_Problem description:_ Please change "Point out" to "Mark" everywhere in the listing below and reproduce the rest of it unaltered. Leave the pictures out of your version.

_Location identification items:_
═══

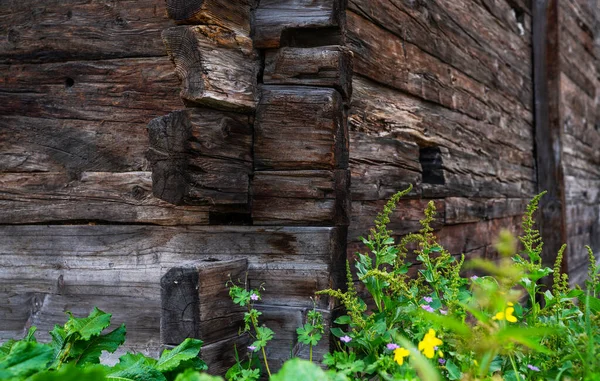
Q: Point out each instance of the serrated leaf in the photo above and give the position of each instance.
(138, 371)
(297, 369)
(89, 326)
(170, 359)
(71, 373)
(25, 358)
(89, 352)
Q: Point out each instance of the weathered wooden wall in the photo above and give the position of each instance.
(579, 81)
(442, 100)
(138, 139)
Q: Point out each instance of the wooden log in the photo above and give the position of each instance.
(548, 129)
(121, 90)
(217, 67)
(81, 30)
(327, 66)
(301, 198)
(477, 49)
(226, 13)
(390, 60)
(201, 157)
(93, 197)
(273, 17)
(196, 303)
(300, 128)
(382, 166)
(471, 162)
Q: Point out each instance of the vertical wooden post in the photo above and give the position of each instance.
(548, 129)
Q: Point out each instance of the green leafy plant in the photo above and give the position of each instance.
(75, 351)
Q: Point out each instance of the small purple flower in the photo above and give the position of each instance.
(533, 367)
(427, 307)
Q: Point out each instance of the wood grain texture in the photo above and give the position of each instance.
(226, 13)
(201, 157)
(217, 67)
(55, 197)
(273, 17)
(65, 30)
(300, 128)
(304, 198)
(195, 301)
(390, 60)
(327, 66)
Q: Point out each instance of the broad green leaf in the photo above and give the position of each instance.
(25, 358)
(191, 375)
(170, 359)
(89, 326)
(89, 352)
(138, 371)
(71, 373)
(297, 369)
(453, 371)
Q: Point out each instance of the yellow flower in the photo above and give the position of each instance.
(507, 314)
(400, 354)
(428, 344)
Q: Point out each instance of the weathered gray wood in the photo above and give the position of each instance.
(301, 198)
(390, 60)
(121, 90)
(382, 166)
(201, 157)
(217, 67)
(233, 14)
(300, 128)
(196, 303)
(92, 196)
(476, 48)
(327, 66)
(272, 17)
(58, 30)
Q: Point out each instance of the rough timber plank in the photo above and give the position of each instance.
(327, 66)
(120, 90)
(548, 128)
(123, 259)
(273, 17)
(196, 303)
(61, 30)
(92, 196)
(299, 128)
(472, 164)
(301, 198)
(455, 40)
(217, 67)
(233, 14)
(201, 157)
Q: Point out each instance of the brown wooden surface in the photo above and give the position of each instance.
(273, 17)
(216, 66)
(327, 66)
(233, 14)
(300, 128)
(201, 157)
(301, 198)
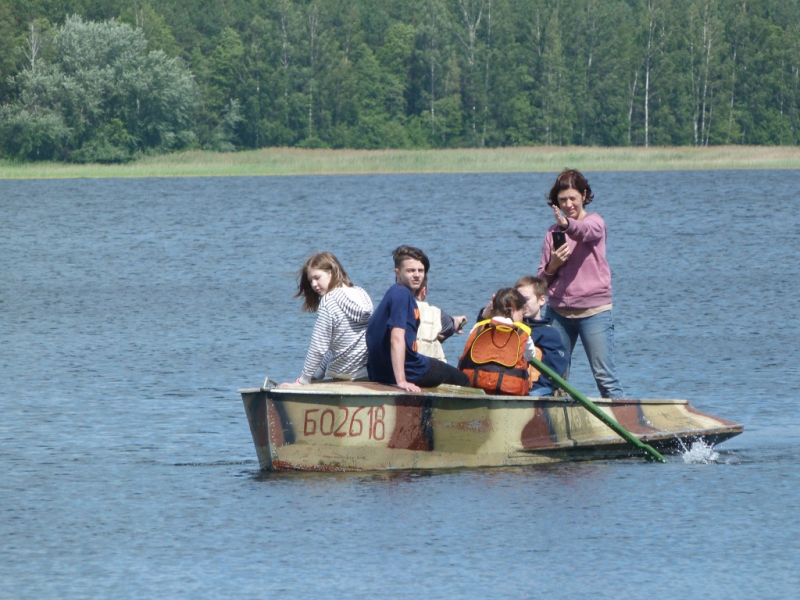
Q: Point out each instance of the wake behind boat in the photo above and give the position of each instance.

═══

_Result for this task:_
Q: Mark each instance of the serrated leaf in the photo above and give the position of each instance.
(138, 371)
(297, 369)
(89, 326)
(170, 359)
(71, 373)
(25, 358)
(89, 352)
Q: Mark each instance of the weathered wooden wall in the photo above and give the position of each instance.
(579, 81)
(442, 100)
(138, 139)
Q: Mark each instance of the wooden log in the photo above and give the position of each instance.
(548, 129)
(121, 90)
(217, 67)
(81, 30)
(327, 66)
(301, 198)
(477, 49)
(226, 13)
(390, 60)
(201, 157)
(93, 197)
(273, 17)
(196, 303)
(300, 128)
(382, 166)
(471, 162)
Q: Mark each instance of the vertical wooden post in the photo above and give the position of each instance.
(548, 129)
Q: Mark each instance of the green leafy plant in the photo above and give the position of each instance.
(75, 351)
Q: Mark each instance of the small purple flower in the photo above and give the position of each instance.
(533, 367)
(427, 307)
Q: Mark each instance of the wood grain texture in the photo above and give the position of each instance.
(226, 13)
(201, 157)
(217, 67)
(55, 197)
(273, 17)
(65, 30)
(300, 128)
(304, 198)
(195, 301)
(390, 60)
(327, 66)
Q: Mark each instance of the broad green leaf in the photo above and give the position of each instance.
(25, 358)
(191, 375)
(170, 359)
(89, 326)
(89, 352)
(138, 371)
(71, 373)
(297, 369)
(453, 371)
Q: Mark each instance of the yellow flower in the photo above and give the position of each instance.
(507, 314)
(400, 354)
(428, 344)
Q: Mark each instance of the weathered gray wood in the photo above and give the position of each instance.
(301, 198)
(390, 60)
(121, 90)
(382, 166)
(201, 157)
(217, 67)
(233, 14)
(300, 128)
(196, 303)
(92, 196)
(476, 48)
(327, 66)
(272, 17)
(58, 30)
Q: Mark each instance of the rough timber plank in the photo above and give the position of each instance.
(327, 66)
(120, 90)
(548, 128)
(123, 259)
(273, 17)
(196, 303)
(61, 30)
(92, 196)
(299, 128)
(472, 164)
(301, 198)
(455, 40)
(217, 67)
(233, 14)
(201, 157)
Q: Mark each instance of the brown wooden surface in the photo above and give the position of each instance.
(273, 17)
(216, 66)
(327, 66)
(233, 14)
(300, 128)
(201, 157)
(301, 198)
Q: Mark each instance of the wake behind boat in the photo above and give the position of each instance.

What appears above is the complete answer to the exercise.